▶ Records for the task:
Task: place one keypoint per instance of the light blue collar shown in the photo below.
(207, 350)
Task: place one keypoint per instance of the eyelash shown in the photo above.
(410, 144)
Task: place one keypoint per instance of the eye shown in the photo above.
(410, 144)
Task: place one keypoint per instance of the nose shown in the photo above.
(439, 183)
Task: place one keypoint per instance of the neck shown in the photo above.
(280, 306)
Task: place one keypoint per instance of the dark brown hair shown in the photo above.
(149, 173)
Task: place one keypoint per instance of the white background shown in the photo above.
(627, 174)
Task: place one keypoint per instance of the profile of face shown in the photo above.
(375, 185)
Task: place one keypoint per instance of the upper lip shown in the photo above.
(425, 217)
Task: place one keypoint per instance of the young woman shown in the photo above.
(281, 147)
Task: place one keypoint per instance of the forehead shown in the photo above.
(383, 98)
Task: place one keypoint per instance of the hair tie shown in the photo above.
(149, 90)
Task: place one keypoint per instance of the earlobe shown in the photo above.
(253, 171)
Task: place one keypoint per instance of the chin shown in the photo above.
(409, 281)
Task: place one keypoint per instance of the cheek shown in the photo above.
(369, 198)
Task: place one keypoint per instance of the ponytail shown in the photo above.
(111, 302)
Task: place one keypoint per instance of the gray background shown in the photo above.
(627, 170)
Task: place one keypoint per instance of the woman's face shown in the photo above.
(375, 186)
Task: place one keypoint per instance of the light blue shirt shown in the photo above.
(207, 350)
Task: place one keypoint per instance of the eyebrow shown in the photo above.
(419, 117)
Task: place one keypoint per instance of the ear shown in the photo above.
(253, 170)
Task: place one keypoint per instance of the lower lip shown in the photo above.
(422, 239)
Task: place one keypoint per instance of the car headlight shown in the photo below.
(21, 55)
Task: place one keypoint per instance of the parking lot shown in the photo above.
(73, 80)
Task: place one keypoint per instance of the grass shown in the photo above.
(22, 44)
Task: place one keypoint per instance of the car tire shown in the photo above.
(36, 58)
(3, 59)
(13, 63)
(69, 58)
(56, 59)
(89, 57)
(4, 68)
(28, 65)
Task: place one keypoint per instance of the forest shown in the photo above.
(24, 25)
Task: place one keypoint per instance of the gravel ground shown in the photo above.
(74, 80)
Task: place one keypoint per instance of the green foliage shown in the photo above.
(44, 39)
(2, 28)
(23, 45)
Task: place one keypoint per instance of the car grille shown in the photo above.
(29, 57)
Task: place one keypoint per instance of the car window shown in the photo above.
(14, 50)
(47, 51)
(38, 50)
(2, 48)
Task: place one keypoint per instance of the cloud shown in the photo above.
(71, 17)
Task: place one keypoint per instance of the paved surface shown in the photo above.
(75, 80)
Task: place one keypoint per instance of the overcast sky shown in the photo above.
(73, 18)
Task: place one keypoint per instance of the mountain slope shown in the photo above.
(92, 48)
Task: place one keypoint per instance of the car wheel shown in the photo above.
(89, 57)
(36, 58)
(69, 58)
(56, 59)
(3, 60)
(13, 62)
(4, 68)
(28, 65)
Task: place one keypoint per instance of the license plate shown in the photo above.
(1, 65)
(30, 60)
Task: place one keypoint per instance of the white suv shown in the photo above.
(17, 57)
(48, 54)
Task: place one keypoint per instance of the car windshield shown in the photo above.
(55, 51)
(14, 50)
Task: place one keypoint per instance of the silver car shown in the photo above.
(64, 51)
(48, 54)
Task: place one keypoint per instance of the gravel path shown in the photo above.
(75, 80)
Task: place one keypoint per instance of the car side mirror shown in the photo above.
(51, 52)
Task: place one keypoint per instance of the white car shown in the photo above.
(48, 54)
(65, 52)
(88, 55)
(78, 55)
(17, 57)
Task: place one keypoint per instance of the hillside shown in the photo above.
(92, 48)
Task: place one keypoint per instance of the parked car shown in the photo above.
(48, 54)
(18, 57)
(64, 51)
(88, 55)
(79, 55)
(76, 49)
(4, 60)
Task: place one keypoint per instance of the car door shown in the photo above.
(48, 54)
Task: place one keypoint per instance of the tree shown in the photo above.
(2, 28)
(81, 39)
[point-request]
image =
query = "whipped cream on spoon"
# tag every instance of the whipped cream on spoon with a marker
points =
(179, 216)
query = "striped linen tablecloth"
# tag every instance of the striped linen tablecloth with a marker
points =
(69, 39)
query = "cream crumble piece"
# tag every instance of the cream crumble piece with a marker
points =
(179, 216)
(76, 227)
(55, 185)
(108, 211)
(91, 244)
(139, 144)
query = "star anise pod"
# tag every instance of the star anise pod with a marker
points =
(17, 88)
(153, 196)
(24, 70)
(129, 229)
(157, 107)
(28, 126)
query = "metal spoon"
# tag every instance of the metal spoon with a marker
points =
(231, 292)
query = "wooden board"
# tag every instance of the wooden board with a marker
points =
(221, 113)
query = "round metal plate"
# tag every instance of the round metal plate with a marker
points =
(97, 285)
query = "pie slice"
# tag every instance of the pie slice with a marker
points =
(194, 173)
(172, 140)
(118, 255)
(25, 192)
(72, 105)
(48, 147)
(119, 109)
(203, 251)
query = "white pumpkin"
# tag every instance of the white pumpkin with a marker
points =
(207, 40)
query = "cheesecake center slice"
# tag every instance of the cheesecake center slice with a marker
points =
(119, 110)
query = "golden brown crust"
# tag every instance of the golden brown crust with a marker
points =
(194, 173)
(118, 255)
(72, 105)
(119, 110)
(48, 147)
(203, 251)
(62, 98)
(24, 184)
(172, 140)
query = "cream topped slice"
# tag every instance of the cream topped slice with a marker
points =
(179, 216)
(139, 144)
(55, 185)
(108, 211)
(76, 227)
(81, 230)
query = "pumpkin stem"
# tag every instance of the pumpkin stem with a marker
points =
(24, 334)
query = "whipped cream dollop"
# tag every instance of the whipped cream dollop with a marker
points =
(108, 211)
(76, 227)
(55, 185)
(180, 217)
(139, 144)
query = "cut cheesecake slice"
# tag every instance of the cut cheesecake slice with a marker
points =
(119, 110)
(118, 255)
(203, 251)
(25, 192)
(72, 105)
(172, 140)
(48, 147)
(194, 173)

▶ Problem to solve:
Take the entries and copy them out exactly.

▶ Answer to the problem:
Task: place one keypoint per instance of the light blue collar shown in the photo below.
(207, 350)
Task: place one keypoint per instance of the eyelash shown in the photo above.
(410, 144)
Task: place one keypoint per instance of the eye shown in the photo above.
(410, 144)
Task: place one keypoint per instance of the nose shown in the photo above.
(439, 183)
Task: place one keypoint per instance of the neck shown in the photo above.
(280, 306)
Task: place one keypoint per instance of the dark brown hair shown in the photo above.
(149, 173)
Task: place one keypoint per instance of the white background shown in the photo above.
(627, 174)
Task: place one keypoint per instance of the profile of face shown in the photo above.
(375, 185)
Task: place one keypoint per instance of the upper lip shown in the photo above.
(425, 217)
Task: place one keypoint per instance of the young woman shown in the photo above.
(281, 147)
Task: place one keypoint per instance of the forehead shown in the photo above.
(383, 98)
Task: place one keypoint per instance of the hair tie shown in the photo above.
(149, 90)
Task: place one keypoint per instance of the earlobe shown in the photo above.
(253, 171)
Task: place one keypoint per instance of the chin shown in the photo above.
(409, 281)
Task: place one keypoint per instance of the cheek shown in the photo above.
(369, 198)
Task: place one keypoint per instance of the ponytail shown in the photo above.
(111, 302)
Task: place one keypoint per instance of the gray background shown in the photo above.
(627, 170)
Task: place one keypoint per instance of the woman's face shown in the photo above.
(375, 186)
Task: place one keypoint per instance of the light blue shirt shown in the photo above.
(207, 350)
Task: place one keypoint per instance of the eyebrow shown in the photo above.
(419, 117)
Task: place one keypoint per instance of the ear shown in the photo above.
(253, 170)
Task: place one keypoint per instance of the lower lip shown in the photo above.
(422, 239)
Task: place one keypoint per instance of the car headlight shown in the photo below.
(21, 55)
Task: place one keypoint per instance of the parking lot shown in the photo above.
(73, 80)
Task: place one keypoint per instance of the grass shown in the photo above.
(22, 44)
Task: place one keypoint per instance of the car tire shown in the photo above.
(36, 58)
(3, 59)
(13, 63)
(69, 58)
(56, 59)
(89, 57)
(4, 68)
(28, 65)
Task: place one keypoint per instance of the forest shown in the photo above.
(24, 25)
Task: place one keypoint per instance of the gravel ground shown in the photo above.
(74, 80)
Task: place one keypoint per instance of the green foliage shown in the photo above.
(44, 39)
(2, 28)
(23, 45)
Task: place one keypoint per instance of the car grille shown in the photo above.
(29, 57)
Task: place one keypoint per instance of the car window shown in the photo above.
(14, 50)
(47, 51)
(38, 50)
(2, 48)
Task: place one keypoint per instance of the cloud shown in the photo above.
(71, 17)
Task: place one keypoint per instance of the paved surface shown in the photo above.
(75, 80)
Task: place one keypoint per instance of the overcast sky shown in the photo above.
(73, 18)
Task: place one keypoint per instance of the mountain slope shown in the photo above.
(92, 48)
Task: place one keypoint per instance of the car wheel shown in the photo above.
(89, 57)
(36, 58)
(69, 58)
(56, 59)
(3, 60)
(13, 62)
(4, 68)
(28, 65)
Task: place one keypoint per instance of the license plate shown in the photo above.
(1, 65)
(30, 60)
Task: place one keypoint per instance of the white suv shown in the photo above.
(17, 57)
(48, 54)
Task: place one keypoint per instance of the car windshield shown in the photo above.
(55, 51)
(14, 50)
Task: place one keypoint per instance of the silver car shown in the photo above.
(64, 51)
(48, 54)
Task: place one keypoint per instance of the gravel path shown in the photo above.
(75, 80)
Task: place one keypoint per instance of the car side mirror shown in the photo above.
(51, 52)
Task: place one keypoint per instance of the white car shown in the photo above.
(48, 54)
(65, 52)
(88, 55)
(78, 55)
(17, 57)
Task: place one keypoint per instance of the hillside shown in the photo above.
(92, 48)
Task: place one keypoint per instance of the parked car shown in the photo above.
(48, 54)
(18, 57)
(64, 51)
(88, 55)
(79, 55)
(76, 49)
(4, 60)
Task: place one keypoint per instance of the car door shown in the photo above.
(48, 54)
Task: place one keypoint per instance of the tree shown in the photo above.
(2, 28)
(81, 39)
[point-request]
image =
query = "whipped cream on spoon"
# tag every instance of the whipped cream on spoon with a marker
points =
(179, 216)
query = "striped linen tablecloth"
# tag every instance of the striped linen tablecloth with a marker
points =
(69, 39)
query = "cream crumble piece"
# tag every instance of the cream crumble piece with a marker
points =
(179, 216)
(76, 227)
(55, 185)
(108, 211)
(91, 244)
(139, 144)
query = "star anise pod"
# tag every instance of the star anise pod with a marker
points =
(17, 88)
(153, 196)
(24, 70)
(129, 229)
(157, 107)
(28, 126)
query = "metal spoon"
# tag every instance of the metal spoon with a marker
points =
(231, 292)
query = "wooden board"
# tag every instance of the wooden board with a marker
points =
(221, 113)
query = "round metal plate"
# tag every instance of the round metal plate with a marker
points =
(97, 285)
query = "pie slice"
# tag every instance of the pie slice with a marker
points =
(194, 173)
(172, 140)
(118, 255)
(25, 192)
(72, 105)
(48, 147)
(119, 109)
(203, 251)
query = "white pumpkin"
# tag every instance of the white pumpkin with a marker
points =
(207, 40)
query = "cheesecake center slice"
# tag every instance of the cheesecake center slice with a marker
points =
(119, 110)
query = "golden brown crust"
# tag every instance of the golden brown crust with a marker
points =
(194, 173)
(118, 255)
(72, 105)
(119, 110)
(48, 147)
(203, 251)
(62, 98)
(24, 184)
(172, 140)
query = "cream topped slice"
# tag every instance of the cream topped slice with a marker
points =
(179, 216)
(139, 144)
(55, 185)
(108, 211)
(76, 227)
(81, 230)
query = "pumpkin stem"
# tag every instance of the pumpkin stem with a marker
points =
(24, 334)
query = "whipped cream dollop"
# tag every instance of the whipped cream dollop with a marker
points =
(108, 211)
(76, 227)
(55, 185)
(180, 217)
(139, 144)
query = "cut cheesecake slice"
# tag every instance of the cut cheesecake slice with a marker
points =
(119, 110)
(118, 255)
(203, 251)
(25, 192)
(72, 105)
(172, 140)
(48, 147)
(194, 173)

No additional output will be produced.